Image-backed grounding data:
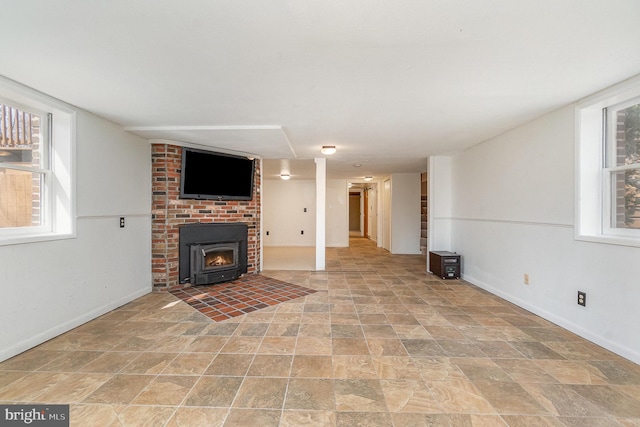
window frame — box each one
[0,76,75,246]
[576,76,640,247]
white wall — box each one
[428,156,452,255]
[438,104,640,363]
[390,173,422,254]
[262,178,349,248]
[262,179,316,246]
[0,109,151,362]
[367,185,378,243]
[326,179,349,247]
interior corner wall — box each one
[443,103,640,364]
[0,109,152,362]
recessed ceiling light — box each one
[280,173,290,180]
[364,176,373,181]
[353,164,361,167]
[321,145,336,155]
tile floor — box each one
[1,237,640,426]
[170,275,317,322]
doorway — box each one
[349,191,362,236]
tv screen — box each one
[180,148,255,201]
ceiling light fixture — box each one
[280,173,290,180]
[364,176,373,181]
[320,145,336,155]
[353,164,361,167]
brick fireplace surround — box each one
[151,143,261,291]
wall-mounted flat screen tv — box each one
[180,148,255,201]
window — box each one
[604,99,640,231]
[576,76,640,247]
[0,77,74,245]
[0,102,48,231]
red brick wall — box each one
[151,143,261,291]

TRY IT:
Give back the data exactly, with no images.

WRITTEN SOLUTION:
window frame — box each one
[0,76,75,246]
[576,76,640,247]
white wall — box each one
[428,156,452,255]
[438,104,640,363]
[390,173,422,254]
[262,178,349,248]
[262,179,316,246]
[0,109,151,362]
[367,185,378,243]
[326,179,349,247]
interior corner wall — box each one
[443,103,640,364]
[0,109,152,362]
recessed ceiling light — box each one
[280,173,290,180]
[364,176,373,181]
[353,164,361,167]
[321,145,336,155]
tile floor — box each one
[1,237,640,426]
[170,275,317,322]
doorway — box each one
[349,191,362,236]
tv screen — box each one
[180,148,255,201]
ceiling light fixture — box each one
[280,173,290,180]
[364,176,373,181]
[320,145,336,155]
[353,164,361,167]
brick fireplace surround — box each one
[151,143,261,291]
wall-mounted flat screen tv — box each one
[180,148,255,201]
window — box each one
[604,99,640,231]
[576,76,640,247]
[0,77,74,245]
[0,102,48,231]
red brick wall — box each one
[151,143,261,291]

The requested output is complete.